■ Dataset entries:
════════════════

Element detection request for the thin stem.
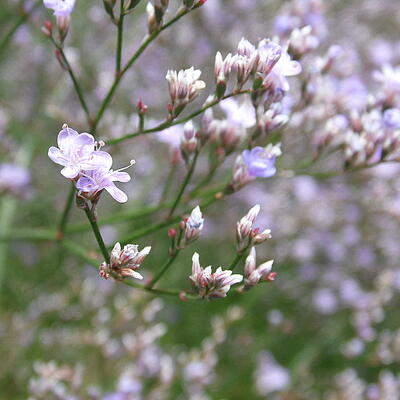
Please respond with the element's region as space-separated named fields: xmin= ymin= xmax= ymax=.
xmin=56 ymin=183 xmax=75 ymax=239
xmin=147 ymin=252 xmax=179 ymax=289
xmin=229 ymin=252 xmax=245 ymax=271
xmin=0 ymin=1 xmax=40 ymax=57
xmin=168 ymin=150 xmax=199 ymax=217
xmin=116 ymin=0 xmax=124 ymax=74
xmin=158 ymin=164 xmax=177 ymax=205
xmin=91 ymin=5 xmax=203 ymax=133
xmin=107 ymin=90 xmax=250 ymax=145
xmin=190 ymin=160 xmax=220 ymax=198
xmin=51 ymin=39 xmax=91 ymax=122
xmin=84 ymin=207 xmax=110 ymax=263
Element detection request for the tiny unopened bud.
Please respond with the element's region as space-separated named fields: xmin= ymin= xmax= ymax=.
xmin=265 ymin=271 xmax=277 ymax=282
xmin=168 ymin=228 xmax=177 ymax=238
xmin=56 ymin=15 xmax=70 ymax=43
xmin=41 ymin=20 xmax=53 ymax=37
xmin=253 ymin=228 xmax=272 ymax=245
xmin=136 ymin=98 xmax=148 ymax=115
xmin=183 ymin=206 xmax=204 ymax=245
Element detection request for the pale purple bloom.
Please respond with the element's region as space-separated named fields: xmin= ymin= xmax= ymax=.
xmin=383 ymin=108 xmax=400 ymax=130
xmin=48 ymin=125 xmax=110 ymax=179
xmin=76 ymin=158 xmax=131 ymax=203
xmin=242 ymin=145 xmax=280 ymax=178
xmin=0 ymin=163 xmax=30 ymax=196
xmin=43 ymin=0 xmax=76 ymax=16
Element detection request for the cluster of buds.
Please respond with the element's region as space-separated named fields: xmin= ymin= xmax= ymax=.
xmin=43 ymin=0 xmax=76 ymax=43
xmin=213 ymin=38 xmax=301 ymax=97
xmin=189 ymin=253 xmax=243 ymax=300
xmin=257 ymin=105 xmax=289 ymax=137
xmin=236 ymin=205 xmax=272 ymax=252
xmin=242 ymin=247 xmax=276 ymax=290
xmin=166 ymin=67 xmax=206 ymax=118
xmin=99 ymin=242 xmax=151 ymax=280
xmin=230 ymin=143 xmax=282 ymax=191
xmin=168 ymin=206 xmax=204 ymax=255
xmin=146 ymin=0 xmax=169 ymax=34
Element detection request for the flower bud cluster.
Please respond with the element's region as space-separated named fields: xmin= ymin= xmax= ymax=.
xmin=48 ymin=124 xmax=133 ymax=204
xmin=189 ymin=253 xmax=243 ymax=300
xmin=243 ymin=247 xmax=275 ymax=290
xmin=236 ymin=204 xmax=272 ymax=252
xmin=214 ymin=37 xmax=301 ymax=97
xmin=99 ymin=242 xmax=151 ymax=280
xmin=231 ymin=143 xmax=282 ymax=191
xmin=166 ymin=67 xmax=206 ymax=118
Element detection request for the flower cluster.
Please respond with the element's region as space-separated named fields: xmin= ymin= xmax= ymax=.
xmin=166 ymin=67 xmax=206 ymax=117
xmin=236 ymin=204 xmax=272 ymax=251
xmin=243 ymin=247 xmax=275 ymax=290
xmin=189 ymin=253 xmax=243 ymax=300
xmin=48 ymin=124 xmax=132 ymax=203
xmin=99 ymin=242 xmax=151 ymax=280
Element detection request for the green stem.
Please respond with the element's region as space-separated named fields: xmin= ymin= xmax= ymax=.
xmin=107 ymin=90 xmax=250 ymax=145
xmin=0 ymin=1 xmax=40 ymax=58
xmin=52 ymin=39 xmax=91 ymax=122
xmin=116 ymin=0 xmax=124 ymax=74
xmin=84 ymin=207 xmax=110 ymax=263
xmin=147 ymin=251 xmax=180 ymax=289
xmin=91 ymin=6 xmax=199 ymax=133
xmin=168 ymin=150 xmax=199 ymax=217
xmin=229 ymin=252 xmax=245 ymax=271
xmin=56 ymin=183 xmax=75 ymax=238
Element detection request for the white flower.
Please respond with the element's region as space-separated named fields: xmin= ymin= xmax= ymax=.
xmin=43 ymin=0 xmax=76 ymax=16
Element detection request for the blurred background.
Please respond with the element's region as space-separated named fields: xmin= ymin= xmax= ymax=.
xmin=1 ymin=0 xmax=400 ymax=399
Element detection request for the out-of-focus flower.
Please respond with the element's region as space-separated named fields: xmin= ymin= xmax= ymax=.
xmin=184 ymin=206 xmax=204 ymax=245
xmin=243 ymin=247 xmax=274 ymax=289
xmin=189 ymin=253 xmax=243 ymax=300
xmin=242 ymin=144 xmax=281 ymax=178
xmin=181 ymin=120 xmax=198 ymax=156
xmin=374 ymin=64 xmax=400 ymax=100
xmin=43 ymin=0 xmax=76 ymax=16
xmin=100 ymin=242 xmax=151 ymax=280
xmin=0 ymin=163 xmax=30 ymax=197
xmin=288 ymin=25 xmax=319 ymax=58
xmin=220 ymin=98 xmax=256 ymax=129
xmin=166 ymin=67 xmax=206 ymax=115
xmin=48 ymin=125 xmax=110 ymax=179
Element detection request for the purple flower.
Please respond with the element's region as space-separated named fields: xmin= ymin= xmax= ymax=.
xmin=241 ymin=145 xmax=281 ymax=178
xmin=48 ymin=125 xmax=110 ymax=179
xmin=76 ymin=155 xmax=132 ymax=203
xmin=0 ymin=163 xmax=30 ymax=196
xmin=43 ymin=0 xmax=76 ymax=16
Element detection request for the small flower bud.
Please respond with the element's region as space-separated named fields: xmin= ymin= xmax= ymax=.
xmin=136 ymin=98 xmax=148 ymax=116
xmin=168 ymin=228 xmax=177 ymax=238
xmin=41 ymin=20 xmax=53 ymax=37
xmin=183 ymin=206 xmax=204 ymax=245
xmin=181 ymin=121 xmax=198 ymax=155
xmin=252 ymin=228 xmax=272 ymax=245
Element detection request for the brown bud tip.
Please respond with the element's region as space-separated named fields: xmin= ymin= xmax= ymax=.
xmin=168 ymin=228 xmax=177 ymax=238
xmin=179 ymin=220 xmax=186 ymax=230
xmin=214 ymin=192 xmax=223 ymax=200
xmin=179 ymin=291 xmax=188 ymax=301
xmin=265 ymin=272 xmax=277 ymax=282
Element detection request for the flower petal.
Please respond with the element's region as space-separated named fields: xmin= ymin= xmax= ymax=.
xmin=105 ymin=184 xmax=128 ymax=203
xmin=57 ymin=126 xmax=79 ymax=150
xmin=110 ymin=171 xmax=131 ymax=183
xmin=48 ymin=146 xmax=67 ymax=166
xmin=61 ymin=165 xmax=80 ymax=179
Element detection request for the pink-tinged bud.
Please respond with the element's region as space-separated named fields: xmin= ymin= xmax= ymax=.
xmin=136 ymin=98 xmax=148 ymax=115
xmin=253 ymin=228 xmax=272 ymax=245
xmin=41 ymin=20 xmax=53 ymax=37
xmin=244 ymin=247 xmax=257 ymax=276
xmin=168 ymin=228 xmax=177 ymax=238
xmin=198 ymin=0 xmax=207 ymax=5
xmin=56 ymin=15 xmax=70 ymax=43
xmin=265 ymin=271 xmax=277 ymax=282
xmin=181 ymin=121 xmax=198 ymax=155
xmin=183 ymin=206 xmax=204 ymax=245
xmin=237 ymin=205 xmax=262 ymax=251
xmin=99 ymin=262 xmax=110 ymax=279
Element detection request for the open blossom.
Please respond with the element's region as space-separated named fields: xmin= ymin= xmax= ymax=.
xmin=0 ymin=163 xmax=30 ymax=196
xmin=100 ymin=242 xmax=151 ymax=280
xmin=184 ymin=206 xmax=204 ymax=245
xmin=76 ymin=161 xmax=132 ymax=203
xmin=243 ymin=247 xmax=274 ymax=290
xmin=43 ymin=0 xmax=76 ymax=16
xmin=242 ymin=144 xmax=281 ymax=178
xmin=48 ymin=125 xmax=110 ymax=179
xmin=189 ymin=253 xmax=243 ymax=300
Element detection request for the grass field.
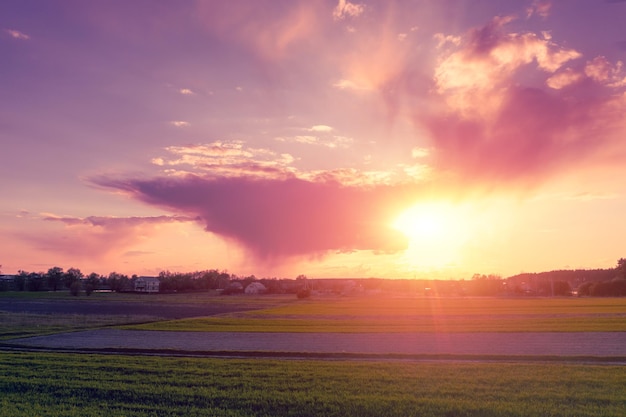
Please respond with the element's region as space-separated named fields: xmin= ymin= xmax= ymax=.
xmin=1 ymin=351 xmax=625 ymax=417
xmin=2 ymin=294 xmax=626 ymax=416
xmin=128 ymin=295 xmax=626 ymax=333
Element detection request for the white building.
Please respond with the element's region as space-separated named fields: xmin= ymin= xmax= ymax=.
xmin=134 ymin=277 xmax=160 ymax=293
xmin=244 ymin=282 xmax=267 ymax=294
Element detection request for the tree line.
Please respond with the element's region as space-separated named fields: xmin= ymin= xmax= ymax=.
xmin=1 ymin=258 xmax=625 ymax=297
xmin=0 ymin=266 xmax=305 ymax=296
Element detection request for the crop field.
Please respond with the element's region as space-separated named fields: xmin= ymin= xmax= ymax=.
xmin=0 ymin=312 xmax=157 ymax=340
xmin=2 ymin=294 xmax=626 ymax=416
xmin=128 ymin=295 xmax=626 ymax=333
xmin=1 ymin=352 xmax=626 ymax=417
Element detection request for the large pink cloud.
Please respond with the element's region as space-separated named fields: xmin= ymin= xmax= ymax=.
xmin=418 ymin=16 xmax=626 ymax=187
xmin=92 ymin=174 xmax=413 ymax=260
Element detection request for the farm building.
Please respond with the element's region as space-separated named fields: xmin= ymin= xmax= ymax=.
xmin=134 ymin=277 xmax=160 ymax=293
xmin=244 ymin=282 xmax=267 ymax=294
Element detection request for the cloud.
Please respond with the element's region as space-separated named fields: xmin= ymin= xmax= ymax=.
xmin=332 ymin=78 xmax=372 ymax=91
xmin=179 ymin=88 xmax=195 ymax=95
xmin=18 ymin=215 xmax=198 ymax=259
xmin=411 ymin=147 xmax=430 ymax=158
xmin=195 ymin=1 xmax=321 ymax=61
xmin=4 ymin=29 xmax=30 ymax=40
xmin=546 ymin=68 xmax=583 ymax=89
xmin=151 ymin=141 xmax=297 ymax=179
xmin=434 ymin=16 xmax=581 ymax=118
xmin=170 ymin=120 xmax=190 ymax=127
xmin=275 ymin=132 xmax=353 ymax=149
xmin=92 ymin=174 xmax=413 ymax=261
xmin=526 ymin=0 xmax=552 ymax=18
xmin=393 ymin=15 xmax=626 ymax=187
xmin=585 ymin=56 xmax=626 ymax=87
xmin=309 ymin=125 xmax=334 ymax=132
xmin=333 ymin=0 xmax=365 ymax=21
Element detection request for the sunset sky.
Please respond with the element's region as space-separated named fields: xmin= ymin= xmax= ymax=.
xmin=2 ymin=0 xmax=626 ymax=279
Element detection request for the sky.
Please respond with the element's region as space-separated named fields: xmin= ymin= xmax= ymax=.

════════════════

■ What you need to do:
Output, exactly and with nothing else, the lines from the line containing "Element detection request for the sky." to the end of the entries.

■ Exercise result:
Element detection request for the sky.
Please respond with the element's region as space-separated named fields: xmin= ymin= xmax= ymax=.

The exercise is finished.